**PROBLEM TO SOLVE:** Collect every line of the records that contains the word "wooden", matching case exactly, and copy each one.

#### GIVEN RECORDS ####

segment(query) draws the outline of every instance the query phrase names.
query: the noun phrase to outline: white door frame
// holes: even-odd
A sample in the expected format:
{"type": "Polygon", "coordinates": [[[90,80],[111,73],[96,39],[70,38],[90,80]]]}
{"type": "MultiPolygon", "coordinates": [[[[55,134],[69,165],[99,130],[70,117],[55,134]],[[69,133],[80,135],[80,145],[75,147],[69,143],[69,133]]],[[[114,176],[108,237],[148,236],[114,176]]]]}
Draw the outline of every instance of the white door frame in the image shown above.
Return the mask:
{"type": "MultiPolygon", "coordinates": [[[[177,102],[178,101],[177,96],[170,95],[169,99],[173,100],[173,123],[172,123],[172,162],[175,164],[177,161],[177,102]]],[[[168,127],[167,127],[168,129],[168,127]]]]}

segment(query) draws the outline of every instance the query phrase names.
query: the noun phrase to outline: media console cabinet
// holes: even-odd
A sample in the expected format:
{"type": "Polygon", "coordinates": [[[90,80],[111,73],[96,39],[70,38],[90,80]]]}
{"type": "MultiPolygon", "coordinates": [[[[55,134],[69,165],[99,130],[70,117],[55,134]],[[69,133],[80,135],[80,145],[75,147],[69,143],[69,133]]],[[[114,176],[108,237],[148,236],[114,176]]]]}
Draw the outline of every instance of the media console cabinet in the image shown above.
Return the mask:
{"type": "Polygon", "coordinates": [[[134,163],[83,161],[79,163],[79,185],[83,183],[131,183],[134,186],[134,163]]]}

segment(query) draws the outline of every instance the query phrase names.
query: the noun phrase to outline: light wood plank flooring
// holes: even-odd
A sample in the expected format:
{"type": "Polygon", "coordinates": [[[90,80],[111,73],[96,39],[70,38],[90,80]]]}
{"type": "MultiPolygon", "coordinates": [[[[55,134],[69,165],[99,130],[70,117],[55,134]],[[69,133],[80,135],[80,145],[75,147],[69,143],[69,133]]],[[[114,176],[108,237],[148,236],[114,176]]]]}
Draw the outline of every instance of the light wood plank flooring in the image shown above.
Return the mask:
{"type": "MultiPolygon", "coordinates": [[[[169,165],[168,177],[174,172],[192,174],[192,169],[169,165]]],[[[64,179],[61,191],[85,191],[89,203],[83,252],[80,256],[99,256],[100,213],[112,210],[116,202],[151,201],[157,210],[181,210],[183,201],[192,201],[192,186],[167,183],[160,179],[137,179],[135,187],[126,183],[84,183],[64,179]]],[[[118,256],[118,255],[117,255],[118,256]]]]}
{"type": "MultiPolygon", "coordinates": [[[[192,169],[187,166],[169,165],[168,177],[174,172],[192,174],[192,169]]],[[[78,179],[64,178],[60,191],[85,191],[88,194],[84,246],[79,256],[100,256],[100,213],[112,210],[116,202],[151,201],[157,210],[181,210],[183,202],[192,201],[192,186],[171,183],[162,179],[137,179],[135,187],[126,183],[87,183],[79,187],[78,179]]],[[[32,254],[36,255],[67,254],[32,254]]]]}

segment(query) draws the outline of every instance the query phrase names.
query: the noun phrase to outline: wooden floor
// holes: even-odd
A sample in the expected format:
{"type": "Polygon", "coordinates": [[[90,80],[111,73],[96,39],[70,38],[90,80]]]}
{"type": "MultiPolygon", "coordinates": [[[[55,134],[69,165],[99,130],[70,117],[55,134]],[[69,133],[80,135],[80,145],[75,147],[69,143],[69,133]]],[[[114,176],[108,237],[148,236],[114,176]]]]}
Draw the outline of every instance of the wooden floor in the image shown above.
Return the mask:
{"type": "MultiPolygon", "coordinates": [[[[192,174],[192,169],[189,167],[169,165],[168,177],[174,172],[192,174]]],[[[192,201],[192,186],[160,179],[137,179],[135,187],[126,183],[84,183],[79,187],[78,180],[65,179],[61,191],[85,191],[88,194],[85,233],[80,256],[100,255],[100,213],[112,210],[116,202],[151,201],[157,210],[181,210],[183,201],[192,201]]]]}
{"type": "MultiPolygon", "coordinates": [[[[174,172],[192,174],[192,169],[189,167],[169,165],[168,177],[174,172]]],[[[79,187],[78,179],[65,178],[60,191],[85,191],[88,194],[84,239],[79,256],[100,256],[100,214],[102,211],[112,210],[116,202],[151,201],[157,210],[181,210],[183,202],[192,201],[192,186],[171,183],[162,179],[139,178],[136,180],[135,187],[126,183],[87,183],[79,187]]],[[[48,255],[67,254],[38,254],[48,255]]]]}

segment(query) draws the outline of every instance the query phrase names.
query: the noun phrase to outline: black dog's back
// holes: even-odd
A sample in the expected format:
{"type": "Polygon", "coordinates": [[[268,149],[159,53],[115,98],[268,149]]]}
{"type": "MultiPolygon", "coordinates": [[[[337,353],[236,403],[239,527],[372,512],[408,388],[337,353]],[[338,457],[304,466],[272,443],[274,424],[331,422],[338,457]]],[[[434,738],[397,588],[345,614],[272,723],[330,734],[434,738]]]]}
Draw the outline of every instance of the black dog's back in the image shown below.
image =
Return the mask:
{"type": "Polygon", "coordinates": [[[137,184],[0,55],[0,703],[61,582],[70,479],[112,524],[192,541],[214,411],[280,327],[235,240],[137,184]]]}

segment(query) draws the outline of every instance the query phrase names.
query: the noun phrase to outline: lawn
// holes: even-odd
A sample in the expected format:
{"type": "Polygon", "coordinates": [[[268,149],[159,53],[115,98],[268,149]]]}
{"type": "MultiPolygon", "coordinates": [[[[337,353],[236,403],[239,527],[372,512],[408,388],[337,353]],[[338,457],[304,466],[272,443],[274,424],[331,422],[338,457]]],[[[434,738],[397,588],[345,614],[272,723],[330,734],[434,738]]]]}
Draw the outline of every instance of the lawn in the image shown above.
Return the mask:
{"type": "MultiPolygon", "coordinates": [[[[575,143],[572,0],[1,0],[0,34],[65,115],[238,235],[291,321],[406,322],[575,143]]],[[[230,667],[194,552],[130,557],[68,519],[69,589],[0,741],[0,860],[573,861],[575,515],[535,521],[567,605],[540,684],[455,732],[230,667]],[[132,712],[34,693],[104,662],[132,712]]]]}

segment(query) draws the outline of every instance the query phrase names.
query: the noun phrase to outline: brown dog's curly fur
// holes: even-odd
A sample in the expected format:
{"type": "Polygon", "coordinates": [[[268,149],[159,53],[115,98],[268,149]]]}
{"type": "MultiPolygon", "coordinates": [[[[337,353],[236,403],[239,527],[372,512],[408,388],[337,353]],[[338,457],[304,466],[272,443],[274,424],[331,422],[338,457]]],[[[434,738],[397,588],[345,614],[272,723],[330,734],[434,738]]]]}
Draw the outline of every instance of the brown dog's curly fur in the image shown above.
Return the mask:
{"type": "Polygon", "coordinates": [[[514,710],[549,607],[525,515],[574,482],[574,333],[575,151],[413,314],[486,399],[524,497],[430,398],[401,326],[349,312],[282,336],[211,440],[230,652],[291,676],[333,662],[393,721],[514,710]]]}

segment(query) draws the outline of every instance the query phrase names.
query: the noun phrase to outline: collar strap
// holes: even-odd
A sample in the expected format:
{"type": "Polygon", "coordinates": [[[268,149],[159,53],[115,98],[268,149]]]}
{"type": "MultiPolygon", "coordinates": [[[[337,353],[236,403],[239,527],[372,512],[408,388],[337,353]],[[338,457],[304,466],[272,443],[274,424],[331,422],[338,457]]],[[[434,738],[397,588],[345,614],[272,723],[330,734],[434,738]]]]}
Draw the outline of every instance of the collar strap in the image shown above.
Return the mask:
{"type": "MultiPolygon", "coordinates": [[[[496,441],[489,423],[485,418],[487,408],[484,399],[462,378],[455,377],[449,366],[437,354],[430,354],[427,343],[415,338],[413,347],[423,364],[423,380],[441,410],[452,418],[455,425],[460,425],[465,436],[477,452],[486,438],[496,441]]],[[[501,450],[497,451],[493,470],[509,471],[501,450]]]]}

####

**FINISHED TASK:**
query: the noun phrase to outline: wooden floor
Draw the outline of every instance of the wooden floor in the image shown above.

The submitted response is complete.